### Do this
Return each line of the records below that contains the string "every". Case counts, so match capitals and lowercase letters exactly.

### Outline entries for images
===

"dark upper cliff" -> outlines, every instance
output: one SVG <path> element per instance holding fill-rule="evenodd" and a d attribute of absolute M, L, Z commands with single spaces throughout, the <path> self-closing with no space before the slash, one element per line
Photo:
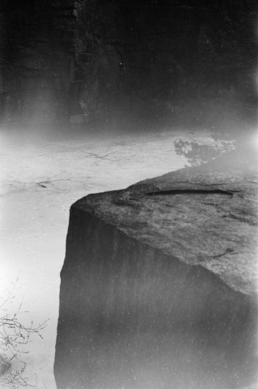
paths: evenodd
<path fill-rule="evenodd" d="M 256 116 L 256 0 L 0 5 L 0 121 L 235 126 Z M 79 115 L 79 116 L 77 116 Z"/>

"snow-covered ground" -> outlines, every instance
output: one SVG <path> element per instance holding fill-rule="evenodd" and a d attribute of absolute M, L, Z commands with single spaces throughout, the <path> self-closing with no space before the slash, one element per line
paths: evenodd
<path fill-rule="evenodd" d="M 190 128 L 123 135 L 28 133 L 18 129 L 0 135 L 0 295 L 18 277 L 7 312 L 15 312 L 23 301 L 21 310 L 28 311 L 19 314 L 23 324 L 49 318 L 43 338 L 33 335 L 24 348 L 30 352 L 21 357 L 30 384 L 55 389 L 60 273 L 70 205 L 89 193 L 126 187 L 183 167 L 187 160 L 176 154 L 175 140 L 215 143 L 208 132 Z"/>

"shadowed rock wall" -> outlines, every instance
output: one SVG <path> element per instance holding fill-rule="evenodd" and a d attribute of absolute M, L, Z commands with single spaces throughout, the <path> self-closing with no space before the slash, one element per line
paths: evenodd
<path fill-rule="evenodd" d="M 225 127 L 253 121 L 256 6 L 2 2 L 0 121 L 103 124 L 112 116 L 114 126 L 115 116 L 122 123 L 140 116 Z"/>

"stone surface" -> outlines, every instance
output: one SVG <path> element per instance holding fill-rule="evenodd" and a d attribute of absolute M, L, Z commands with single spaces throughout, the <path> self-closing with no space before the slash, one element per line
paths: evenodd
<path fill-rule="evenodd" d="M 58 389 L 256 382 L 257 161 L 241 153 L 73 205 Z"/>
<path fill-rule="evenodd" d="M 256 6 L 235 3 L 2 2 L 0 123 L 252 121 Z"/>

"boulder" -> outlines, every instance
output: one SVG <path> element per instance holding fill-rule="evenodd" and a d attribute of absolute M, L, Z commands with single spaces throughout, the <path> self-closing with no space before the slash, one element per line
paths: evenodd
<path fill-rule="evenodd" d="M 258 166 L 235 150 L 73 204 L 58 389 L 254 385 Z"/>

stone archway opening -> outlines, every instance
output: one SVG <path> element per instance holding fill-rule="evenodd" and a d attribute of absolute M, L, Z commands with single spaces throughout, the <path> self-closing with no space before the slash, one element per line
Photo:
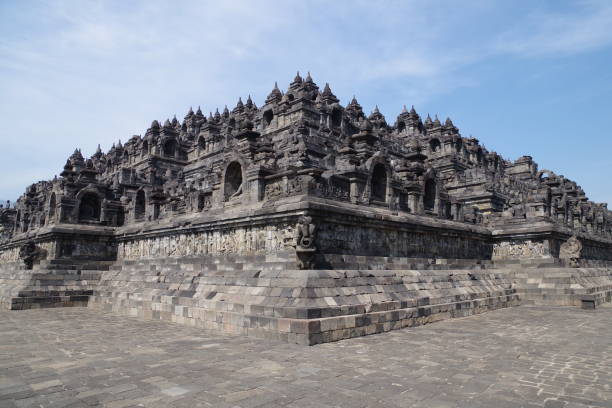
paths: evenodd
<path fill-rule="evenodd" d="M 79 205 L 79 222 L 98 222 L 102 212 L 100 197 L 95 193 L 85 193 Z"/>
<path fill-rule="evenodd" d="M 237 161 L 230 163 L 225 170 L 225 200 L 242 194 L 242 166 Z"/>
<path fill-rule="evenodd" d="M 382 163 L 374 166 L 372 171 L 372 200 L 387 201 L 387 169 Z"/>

===

### Right answer
"dark upper cliff" -> outlines, every instance
"snow-covered ground" -> outlines, every instance
"shadowed rock wall" -> outlines, every instance
"stone surface" -> outlines, every instance
"boulder" -> outlines, every instance
stone archway opening -> outlines, every instance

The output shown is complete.